____ Input for this task

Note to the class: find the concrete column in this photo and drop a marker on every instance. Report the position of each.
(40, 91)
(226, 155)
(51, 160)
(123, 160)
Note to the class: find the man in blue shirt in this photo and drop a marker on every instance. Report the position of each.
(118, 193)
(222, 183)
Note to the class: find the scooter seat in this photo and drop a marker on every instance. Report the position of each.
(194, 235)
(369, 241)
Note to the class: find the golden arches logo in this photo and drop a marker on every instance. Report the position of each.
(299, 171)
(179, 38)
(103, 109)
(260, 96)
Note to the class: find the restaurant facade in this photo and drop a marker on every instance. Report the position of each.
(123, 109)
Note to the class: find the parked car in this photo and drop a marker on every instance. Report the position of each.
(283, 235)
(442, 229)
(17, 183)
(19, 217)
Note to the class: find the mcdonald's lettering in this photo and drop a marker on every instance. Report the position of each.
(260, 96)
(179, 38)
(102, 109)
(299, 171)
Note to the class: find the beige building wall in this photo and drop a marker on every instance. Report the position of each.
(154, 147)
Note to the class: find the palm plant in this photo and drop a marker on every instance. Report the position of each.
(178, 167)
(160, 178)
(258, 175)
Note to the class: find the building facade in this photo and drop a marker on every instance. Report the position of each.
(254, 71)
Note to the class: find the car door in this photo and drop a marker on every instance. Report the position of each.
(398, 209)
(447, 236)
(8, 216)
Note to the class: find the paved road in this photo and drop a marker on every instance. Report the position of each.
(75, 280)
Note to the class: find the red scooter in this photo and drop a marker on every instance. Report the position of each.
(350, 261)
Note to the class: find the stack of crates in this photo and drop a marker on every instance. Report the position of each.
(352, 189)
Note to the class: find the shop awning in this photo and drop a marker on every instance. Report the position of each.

________

Task to complete:
Copy every line above word for word, keeping the original order.

Full solution:
Note to the class: find the concrete column in this photo and drop a marker on every instance. Report the position of each.
(40, 91)
(226, 155)
(51, 160)
(123, 160)
Note to the class: find the man in blue shirt in this photo and drop a marker on every instance. Report the position of each.
(118, 193)
(222, 183)
Note to the class: find the scooter seat in this photo and drop a marker on every instance. Report the position of each.
(194, 235)
(369, 241)
Note to the class: find the golden arches logo in this photo and drop a marker on every instance. Report the position of each.
(299, 171)
(179, 38)
(103, 109)
(260, 96)
Note to the class: find the restaurant facade in this photo and drop a marker on every instance. Report the position of each.
(123, 109)
Note to the class: find the parked car in this photo and drop a marker on every instance. Report the position of each.
(283, 235)
(442, 229)
(17, 183)
(19, 217)
Note to the class: find the mcdonald's lettering in this photo and drop a marker on every instance. Report the position of each.
(260, 96)
(179, 38)
(102, 109)
(299, 171)
Note to the class: find the beige building wall in this photo and drop a marker on every instance. Report the position of each.
(154, 147)
Note to the class: find the palm plant in this photo and drop a marker on every instance. Report the position of each.
(178, 167)
(160, 178)
(258, 175)
Note to the class: find the building facade in this photo and drop a marker on every instance. Report the position of each.
(254, 71)
Note to the class: find the car door in this photo and drop a marker on every instance. Report the position of each.
(398, 209)
(447, 236)
(8, 216)
Note to the class: find the paved road in this photo and drop a marker on every instance. Report the position of each.
(75, 280)
Note to the class: find the red scooter in this photo and drop a marker on every instance. Report the position of each.
(350, 261)
Note to the class: find the stack of crates in this photo and drop a marker on every instance. Report the position of each.
(352, 189)
Note to the class: find the shop awning in this photo and drop a marker on every instance. Report the position of each.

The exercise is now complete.